- Instructions to follow
Rewrite the listing below with "single pin" changed to "single marker" everywhere and everything else kept the same. Leave out the pictures.
==== Record list
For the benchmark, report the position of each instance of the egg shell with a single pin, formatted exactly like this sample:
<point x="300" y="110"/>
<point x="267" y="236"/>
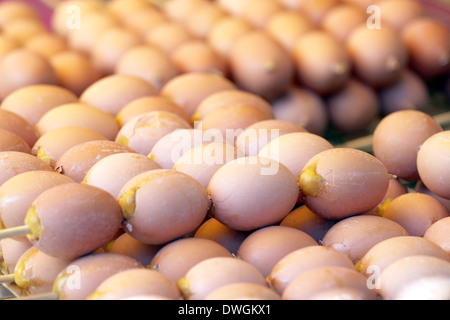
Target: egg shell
<point x="13" y="163"/>
<point x="354" y="236"/>
<point x="436" y="151"/>
<point x="243" y="291"/>
<point x="307" y="221"/>
<point x="177" y="257"/>
<point x="53" y="144"/>
<point x="188" y="90"/>
<point x="201" y="279"/>
<point x="82" y="277"/>
<point x="386" y="252"/>
<point x="79" y="115"/>
<point x="153" y="221"/>
<point x="143" y="131"/>
<point x="264" y="247"/>
<point x="112" y="172"/>
<point x="416" y="212"/>
<point x="342" y="182"/>
<point x="149" y="63"/>
<point x="18" y="193"/>
<point x="302" y="260"/>
<point x="213" y="229"/>
<point x="113" y="92"/>
<point x="315" y="281"/>
<point x="36" y="271"/>
<point x="408" y="269"/>
<point x="77" y="161"/>
<point x="395" y="145"/>
<point x="87" y="220"/>
<point x="32" y="102"/>
<point x="134" y="282"/>
<point x="251" y="192"/>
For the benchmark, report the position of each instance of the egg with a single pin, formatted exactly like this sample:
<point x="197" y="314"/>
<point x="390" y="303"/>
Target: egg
<point x="397" y="138"/>
<point x="124" y="165"/>
<point x="176" y="258"/>
<point x="259" y="64"/>
<point x="148" y="63"/>
<point x="416" y="212"/>
<point x="113" y="92"/>
<point x="76" y="161"/>
<point x="53" y="144"/>
<point x="354" y="236"/>
<point x="150" y="220"/>
<point x="252" y="192"/>
<point x="79" y="115"/>
<point x="194" y="285"/>
<point x="265" y="247"/>
<point x="435" y="177"/>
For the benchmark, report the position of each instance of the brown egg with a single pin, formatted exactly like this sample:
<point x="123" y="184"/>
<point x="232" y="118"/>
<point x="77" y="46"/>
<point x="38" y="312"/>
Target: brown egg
<point x="150" y="220"/>
<point x="318" y="280"/>
<point x="227" y="123"/>
<point x="143" y="131"/>
<point x="243" y="291"/>
<point x="13" y="163"/>
<point x="302" y="106"/>
<point x="79" y="115"/>
<point x="194" y="285"/>
<point x="438" y="234"/>
<point x="415" y="212"/>
<point x="252" y="192"/>
<point x="342" y="19"/>
<point x="378" y="55"/>
<point x="91" y="271"/>
<point x="148" y="63"/>
<point x="53" y="144"/>
<point x="213" y="229"/>
<point x="388" y="251"/>
<point x="322" y="63"/>
<point x="354" y="108"/>
<point x="111" y="46"/>
<point x="225" y="32"/>
<point x="258" y="135"/>
<point x="133" y="282"/>
<point x="77" y="161"/>
<point x="176" y="258"/>
<point x="127" y="245"/>
<point x="124" y="166"/>
<point x="167" y="36"/>
<point x="264" y="247"/>
<point x="75" y="70"/>
<point x="198" y="56"/>
<point x="188" y="90"/>
<point x="228" y="98"/>
<point x="203" y="161"/>
<point x="259" y="13"/>
<point x="32" y="102"/>
<point x="410" y="92"/>
<point x="113" y="92"/>
<point x="259" y="64"/>
<point x="343" y="182"/>
<point x="287" y="27"/>
<point x="397" y="138"/>
<point x="22" y="67"/>
<point x="395" y="280"/>
<point x="10" y="141"/>
<point x="36" y="271"/>
<point x="303" y="260"/>
<point x="307" y="221"/>
<point x="354" y="236"/>
<point x="435" y="150"/>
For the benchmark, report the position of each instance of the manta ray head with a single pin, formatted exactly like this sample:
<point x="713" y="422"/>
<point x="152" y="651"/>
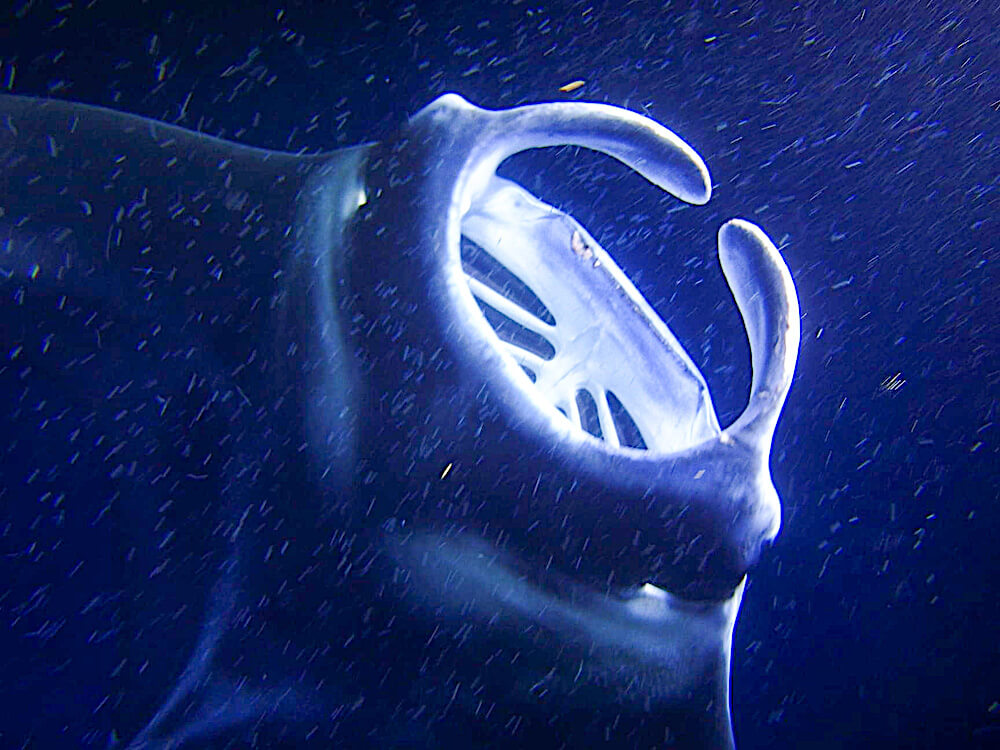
========
- Solution for this problem
For the benchmark, report the position of each instance of the egg shell with a single marker, formatted exactly like this sample:
<point x="300" y="110"/>
<point x="267" y="236"/>
Target: egg shell
<point x="13" y="163"/>
<point x="354" y="236"/>
<point x="436" y="151"/>
<point x="243" y="291"/>
<point x="307" y="221"/>
<point x="177" y="257"/>
<point x="53" y="144"/>
<point x="188" y="90"/>
<point x="201" y="279"/>
<point x="82" y="277"/>
<point x="386" y="252"/>
<point x="79" y="115"/>
<point x="153" y="221"/>
<point x="143" y="131"/>
<point x="264" y="247"/>
<point x="112" y="172"/>
<point x="416" y="212"/>
<point x="342" y="182"/>
<point x="149" y="63"/>
<point x="18" y="193"/>
<point x="302" y="260"/>
<point x="213" y="229"/>
<point x="113" y="92"/>
<point x="315" y="281"/>
<point x="36" y="271"/>
<point x="408" y="269"/>
<point x="77" y="161"/>
<point x="395" y="145"/>
<point x="87" y="220"/>
<point x="32" y="102"/>
<point x="134" y="282"/>
<point x="251" y="192"/>
For the benchmark, report the position of each instance of the egg with a single marker, formatted exactly like this sample:
<point x="197" y="314"/>
<point x="390" y="303"/>
Target: egg
<point x="397" y="138"/>
<point x="124" y="165"/>
<point x="176" y="258"/>
<point x="259" y="64"/>
<point x="148" y="63"/>
<point x="416" y="212"/>
<point x="113" y="92"/>
<point x="76" y="161"/>
<point x="53" y="144"/>
<point x="354" y="236"/>
<point x="150" y="220"/>
<point x="252" y="192"/>
<point x="79" y="115"/>
<point x="194" y="285"/>
<point x="265" y="247"/>
<point x="435" y="177"/>
For the benchmark, report the position of each instance of the brown egg with a single marker, formatted exactly like this sample:
<point x="123" y="184"/>
<point x="232" y="118"/>
<point x="77" y="46"/>
<point x="38" y="312"/>
Target: brown egg
<point x="150" y="220"/>
<point x="318" y="280"/>
<point x="227" y="123"/>
<point x="143" y="131"/>
<point x="243" y="291"/>
<point x="13" y="163"/>
<point x="302" y="106"/>
<point x="79" y="115"/>
<point x="194" y="285"/>
<point x="438" y="234"/>
<point x="415" y="212"/>
<point x="252" y="192"/>
<point x="342" y="19"/>
<point x="378" y="55"/>
<point x="91" y="271"/>
<point x="148" y="63"/>
<point x="53" y="144"/>
<point x="213" y="229"/>
<point x="388" y="251"/>
<point x="322" y="63"/>
<point x="354" y="108"/>
<point x="111" y="46"/>
<point x="225" y="32"/>
<point x="258" y="135"/>
<point x="133" y="282"/>
<point x="77" y="161"/>
<point x="176" y="258"/>
<point x="127" y="245"/>
<point x="124" y="166"/>
<point x="167" y="36"/>
<point x="264" y="247"/>
<point x="75" y="70"/>
<point x="198" y="56"/>
<point x="188" y="90"/>
<point x="228" y="98"/>
<point x="203" y="161"/>
<point x="259" y="13"/>
<point x="32" y="102"/>
<point x="410" y="92"/>
<point x="113" y="92"/>
<point x="259" y="64"/>
<point x="343" y="182"/>
<point x="287" y="27"/>
<point x="397" y="138"/>
<point x="22" y="67"/>
<point x="395" y="280"/>
<point x="10" y="141"/>
<point x="36" y="271"/>
<point x="303" y="260"/>
<point x="307" y="221"/>
<point x="354" y="236"/>
<point x="435" y="150"/>
For the benchmark, report the position of each instance of the manta ray head with a single marker, formatted exactly like this sample:
<point x="713" y="422"/>
<point x="152" y="651"/>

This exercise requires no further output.